Exercise:
Write out every line of the rows below again, including the requests, but multiply each coordinate in the answers by 1.7 and round it to a whole number, with halves rounded up. Leave the numbers in the requests and format samples unchanged, and omit the pictures.

Collection entries:
— Begin —

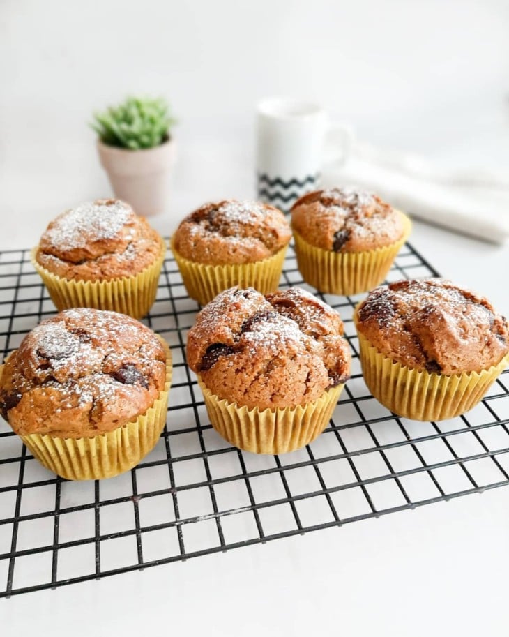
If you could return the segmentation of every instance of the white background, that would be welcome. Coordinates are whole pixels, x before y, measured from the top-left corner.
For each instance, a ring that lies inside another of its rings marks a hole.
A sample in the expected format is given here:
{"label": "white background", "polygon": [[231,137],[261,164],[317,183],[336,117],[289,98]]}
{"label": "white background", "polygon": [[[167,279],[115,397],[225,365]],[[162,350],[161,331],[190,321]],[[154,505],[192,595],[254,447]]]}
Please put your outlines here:
{"label": "white background", "polygon": [[[253,195],[254,105],[271,94],[439,164],[509,166],[508,33],[494,0],[1,0],[0,248],[109,193],[86,124],[129,93],[167,96],[180,122],[163,232],[207,199]],[[506,248],[420,224],[412,240],[509,311]],[[0,602],[0,631],[507,634],[508,490],[21,596]]]}
{"label": "white background", "polygon": [[165,234],[204,200],[253,195],[268,95],[316,100],[383,147],[509,166],[508,32],[503,0],[2,0],[0,247],[110,193],[87,123],[130,93],[166,96],[180,122]]}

— End —

Problem solution:
If you could return the segmentation of every instance of the white background, that would be welcome. Coordinates are whole pixels, x before y, measured from the top-left corner.
For each instance, a ring that lies inside another of its rings marks a hole.
A sample in the expected format is given here:
{"label": "white background", "polygon": [[231,137],[261,164],[317,183],[336,117],[289,98]]}
{"label": "white background", "polygon": [[[167,279],[115,397],[225,365]],[[162,350],[161,331],[190,321]],[[154,505],[192,595],[254,447]]]}
Please put your outlines here:
{"label": "white background", "polygon": [[[430,332],[432,179],[461,160],[746,279],[865,282],[864,56],[840,0],[2,0],[0,422],[185,328],[146,211],[219,158],[284,163],[306,207],[277,394],[352,338]],[[860,422],[714,381],[700,408],[865,529]],[[0,1023],[0,1073],[862,1078],[864,833],[36,1013]]]}
{"label": "white background", "polygon": [[281,398],[347,340],[430,332],[456,162],[537,170],[651,250],[865,282],[864,54],[855,0],[3,0],[0,420],[187,328],[148,209],[221,158],[282,163],[306,207]]}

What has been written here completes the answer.